## begin DOCUMENT SEGMENT
The terms of the Bermuda Plan are substantially similar to the terms of the
Swiss Plan. All Alea Group Holdings AG non-voting participation shares and
options were exchanged for common shares and options in connection with an
equity exchange offer that was completed on 3 April 2002. In total, 15,000,000
common shares are authorised for use under the Bermuda Plan.
The exercise price of the options will be the fair market value of the common
shares on the grant date. Generally, the options vest rateably over a five-year
period except in the case of performance options where vesting is affected by
attainment of certain pre-approved financial targets. The exercisability of the
options accelerates upon a change of control of the Group. Options expire and
are no longer exercisable on the tenth anniversary or in certain circumstances
at the end of the three month period following such tenth anniversary of the
grant date. The expiration of the options can accelerate due to termination of
employment. Certain options granted contain shortened expiration and vesting
periods.
The terms of the Company's common shares and the exercise price of the options
to acquire company common shares on the purchase/grant date were determined by
the Remuneration Committee in accordance with the terms of the Bermuda Plan. The
Bermuda Plan was terminated as to future grants with effect from 19 November
2003.
## end DOCUMENT SEGMENT
## begin EXCERPTED DATA
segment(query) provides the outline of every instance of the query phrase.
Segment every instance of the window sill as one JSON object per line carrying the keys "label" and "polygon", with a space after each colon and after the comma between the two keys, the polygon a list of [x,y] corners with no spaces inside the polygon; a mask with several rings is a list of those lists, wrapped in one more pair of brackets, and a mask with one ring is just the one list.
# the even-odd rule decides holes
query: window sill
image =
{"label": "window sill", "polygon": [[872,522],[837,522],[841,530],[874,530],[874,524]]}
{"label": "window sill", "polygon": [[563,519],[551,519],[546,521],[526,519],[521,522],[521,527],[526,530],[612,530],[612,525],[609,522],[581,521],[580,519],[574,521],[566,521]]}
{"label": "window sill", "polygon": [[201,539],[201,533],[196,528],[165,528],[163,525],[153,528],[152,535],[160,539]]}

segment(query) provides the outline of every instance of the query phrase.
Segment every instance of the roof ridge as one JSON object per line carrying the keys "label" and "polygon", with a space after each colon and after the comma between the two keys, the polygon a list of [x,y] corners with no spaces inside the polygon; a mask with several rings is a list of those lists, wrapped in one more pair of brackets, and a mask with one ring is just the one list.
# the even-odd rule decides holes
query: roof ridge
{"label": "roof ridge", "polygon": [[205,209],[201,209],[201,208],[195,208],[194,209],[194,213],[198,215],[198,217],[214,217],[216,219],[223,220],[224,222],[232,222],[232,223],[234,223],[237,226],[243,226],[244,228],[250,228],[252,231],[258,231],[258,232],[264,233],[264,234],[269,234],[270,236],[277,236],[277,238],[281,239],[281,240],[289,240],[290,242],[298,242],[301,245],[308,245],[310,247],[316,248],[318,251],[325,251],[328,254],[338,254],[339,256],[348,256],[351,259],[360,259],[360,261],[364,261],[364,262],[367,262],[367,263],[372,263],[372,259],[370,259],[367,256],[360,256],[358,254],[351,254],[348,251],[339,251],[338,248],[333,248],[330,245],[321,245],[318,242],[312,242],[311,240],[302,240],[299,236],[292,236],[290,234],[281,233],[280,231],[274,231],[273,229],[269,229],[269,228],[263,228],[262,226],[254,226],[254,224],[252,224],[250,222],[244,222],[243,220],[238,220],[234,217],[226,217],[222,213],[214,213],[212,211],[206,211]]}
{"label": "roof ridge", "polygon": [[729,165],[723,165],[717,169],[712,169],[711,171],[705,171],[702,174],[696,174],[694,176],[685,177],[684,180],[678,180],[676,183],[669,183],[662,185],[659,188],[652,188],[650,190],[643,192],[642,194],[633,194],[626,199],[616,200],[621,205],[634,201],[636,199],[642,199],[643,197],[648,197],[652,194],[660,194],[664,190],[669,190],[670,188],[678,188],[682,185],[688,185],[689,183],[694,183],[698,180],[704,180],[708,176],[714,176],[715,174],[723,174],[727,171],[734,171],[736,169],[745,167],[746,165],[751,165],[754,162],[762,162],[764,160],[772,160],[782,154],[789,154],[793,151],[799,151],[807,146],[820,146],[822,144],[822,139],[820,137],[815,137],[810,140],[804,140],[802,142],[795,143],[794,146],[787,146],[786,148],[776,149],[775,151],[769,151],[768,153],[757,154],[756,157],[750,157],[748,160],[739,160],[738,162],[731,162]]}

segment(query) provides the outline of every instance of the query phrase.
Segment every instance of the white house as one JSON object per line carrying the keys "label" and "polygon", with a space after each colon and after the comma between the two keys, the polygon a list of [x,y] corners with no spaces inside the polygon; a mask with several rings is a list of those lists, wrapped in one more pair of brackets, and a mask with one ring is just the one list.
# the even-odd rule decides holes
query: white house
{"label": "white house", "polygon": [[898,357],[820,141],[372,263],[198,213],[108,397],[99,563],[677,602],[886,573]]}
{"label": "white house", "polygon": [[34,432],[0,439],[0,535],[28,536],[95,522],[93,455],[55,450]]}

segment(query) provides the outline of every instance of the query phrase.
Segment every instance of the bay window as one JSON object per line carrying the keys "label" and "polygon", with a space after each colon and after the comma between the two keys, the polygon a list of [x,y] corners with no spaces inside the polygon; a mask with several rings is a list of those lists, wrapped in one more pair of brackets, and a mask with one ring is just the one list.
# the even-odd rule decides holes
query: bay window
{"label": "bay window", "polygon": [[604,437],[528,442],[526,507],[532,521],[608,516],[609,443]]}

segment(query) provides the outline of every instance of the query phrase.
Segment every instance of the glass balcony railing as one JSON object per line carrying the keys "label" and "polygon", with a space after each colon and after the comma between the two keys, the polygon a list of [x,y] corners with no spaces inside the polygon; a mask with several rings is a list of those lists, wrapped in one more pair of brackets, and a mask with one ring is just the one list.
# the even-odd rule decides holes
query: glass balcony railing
## end EXCERPTED DATA
• _PARTS OF THE EXERCISE_
[1] In the Bermuda Plan passage, how many common shares may be used under the plan?
[2] Check each statement against the Bermuda Plan passage and answer yes or no, quoting the words that decide it.
(a) The options generally vest over a five-year period.
(b) The equity exchange offer was completed on 19 November 2003.
(c) A change of control of the Group delays when the options can be exercised.
[3] Return the part of the Bermuda Plan passage between "The terms of the Bermuda Plan are" and "under the Bermuda Plan.", inclusive.

• _EXERCISE RESULTS_
[1] 15,000,000 common shares.

[2]
(a) Yes: "Generally, the options vest rateably over a five-year period"
(b) No: "an equity exchange offer that was completed on 3 April 2002"
(c) No: "The exercisability of the options accelerates upon a change of control of the Group."

[3]
The terms of the Bermuda Plan are substantially similar to the terms of the
Swiss Plan. All Alea Group Holdings AG non-voting participation shares and
options were exchanged for common shares and options in connection with an
equity exchange offer that was completed on 3 April 2002. In total, 15,000,000
common shares are authorised for use under the Bermuda Plan.